PROBLEM SET:
- a) List the titles of the blog posts that the web-development roundup summarizes.
- b) Answer these from the web-development roundup:
(i) By how much did ImageEngine make the time to interactive faster?
(ii) Which HTML element did Chris mistakenly use because he hadn't heard of the <code> element?
(iii) What solution does the roundup give for measuring performance in single page applications?
- c) Resume the web-development roundup after its final sentence.

SUPPLIED PASSAGE:
◇ ◇ ◇ ◇ ◇ ◇ ◇
I wish I had something smart to say about this, but: woof!


? From the blog

Images are not static content

The ImageEngine team looks at the complexity of serving the right image to the right device at the right time. Thankfully there are a bunch of tools out there, such as ImageEngine itself, which explores and shows how images can be optimized for everyone.

The rest of the post walks us through an audit of a catalogue website with Lighthouse:

ImageEngine shows how they made the time to interactive speed 1.7 seconds faster, which is an enormous amount of time, just by taking care of the images. And without that much time and energy, too.


Recipes for Performance Testing Single Page Applications in WebPageTest

Speaking of web performance, Nicolas Goutay looks into why gathering performance metrics for single page applications can be such a pain and gives us all a few ways to tackle the problem. Here’s one problem of measuring performance in an SPA:

…client-side routing means that the server has no role in navigation. Thus, hitting a URL directly would significantly slow down the measured performance (because of the time it takes for the JavaScript framework to be compiled, parsed and executed), a slowdown that the user does not experience when changing pages.

The secret magical solution to all this? WebPageTest scripts. With a little bit of work mastering the WebPageTest API we can ensure that the service would experience the app just as a regular user would. And then we can print helpful waterfall charts like this:

And up until recently, this has been sort of a pain when it comes to building something like a giant React app.


The Teletype Text Element Lives On… at Least on This Site

Here’s an interesting bit of web history: the <tt> HTML element was originally designed to set text in a monospaced font but over time it fell out of fashion and now it’s likely to be entirely deprecated any day.

I like this post from Chris though because he mentions that he hadn’t heard of the <code> element in the early days of CSS-Tricks and would mistakenly use <tt> instead.

But Chris writes:

I bring this up just because it’s a funny little example of not knowing what you don’t know. It’s worth having a little sympathy for people early in their journey and just doing things that get the job done because that’s all they know. We’ve all been there… and are always still there to some degree.

I think we can all be a little more careful on this front. Everyone is learning and there’s so much to learn when it comes to front-end!
◇ ◇ ◇ ◇ ◇ ◇ ◇
DATA FOR ANALYSIS:
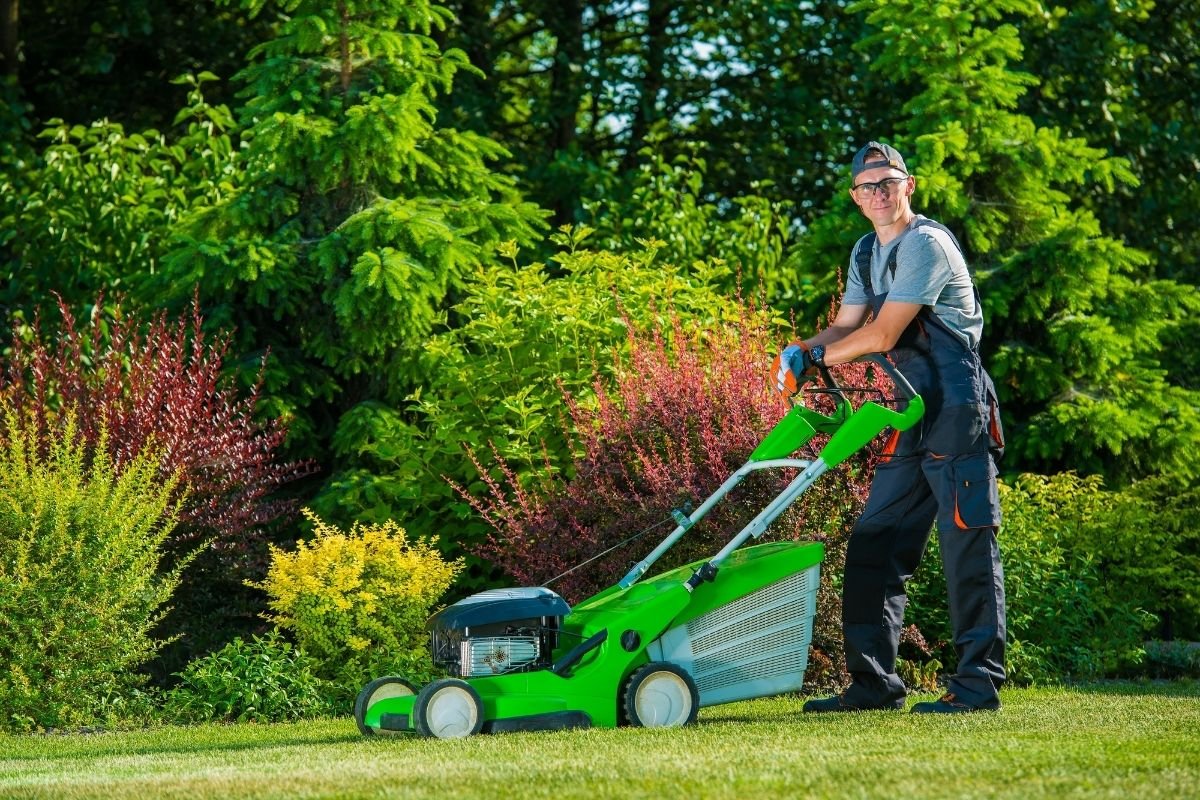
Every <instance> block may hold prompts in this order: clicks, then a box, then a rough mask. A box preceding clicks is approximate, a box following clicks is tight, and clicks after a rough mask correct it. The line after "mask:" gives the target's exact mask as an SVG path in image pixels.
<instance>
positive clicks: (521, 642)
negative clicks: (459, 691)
mask: <svg viewBox="0 0 1200 800" xmlns="http://www.w3.org/2000/svg"><path fill="white" fill-rule="evenodd" d="M570 610H571V607H570V606H568V604H566V601H565V600H563V599H562V597H560V596H558V595H557V594H554V593H553V591H551V590H550V589H544V588H541V587H533V588H522V589H491V590H488V591H481V593H479V594H475V595H472V596H469V597H464V599H463V600H460V601H458V602H456V603H454V604H452V606H448V607H446V608H443V609H442V610H439V612H438V613H437V614H434V615H433V616H431V618H430V622H428V630H430V648H431V650H432V655H433V663H436V664H438V666H440V667H443V668H445V669H446V670H448V672H450V673H451V674H454V675H457V676H460V678H469V676H472V675H498V674H503V673H506V672H517V670H523V669H541V668H545V667H548V666H550V657H551V654H552V652H553V650H554V648H556V646H557V644H558V631H559V628H560V626H562V621H563V616H565V615H566V614H569V613H570Z"/></svg>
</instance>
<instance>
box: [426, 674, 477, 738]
mask: <svg viewBox="0 0 1200 800" xmlns="http://www.w3.org/2000/svg"><path fill="white" fill-rule="evenodd" d="M413 727H414V728H416V733H419V734H421V735H424V736H437V738H438V739H461V738H463V736H469V735H472V734H475V733H479V729H480V728H482V727H484V702H482V700H481V699H480V698H479V692H476V691H475V687H474V686H472V685H470V684H468V682H467V681H464V680H458V679H457V678H446V679H443V680H436V681H433V682H432V684H430V685H428V686H426V687H425V688H422V690H421V691H420V692H418V693H416V703H415V704H414V706H413Z"/></svg>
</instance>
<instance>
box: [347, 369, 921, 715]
◇ ◇ ◇ ◇ ◇ ◇ ◇
TASK-BY-TASK OUTPUTS:
- a)
Images are not static content
Recipes for Performance Testing Single Page Applications in WebPageTest
The Teletype Text Element Lives On… at Least on This Site

- b)
(i) 1.7 seconds
(ii) The <tt> element
(iii) WebPageTest scripts

- c)
Some Hands-On with the HTML Dialog Element

Chris explores the ever so fancy <dialog> element that lets us create modals with nothing more than a tiny bit of HTML. The great thing about this is that it’s got all that tricky accessibility stuff built into it as this GIF of Chris using it with VoiceOver shows:

The problematic part of all this is that browser support isn’t too swell right now — but it’s exciting nonetheless! There’s a handy polyfill available if you want to ship this to production today.


Clipping, Clipping, and More Clipping!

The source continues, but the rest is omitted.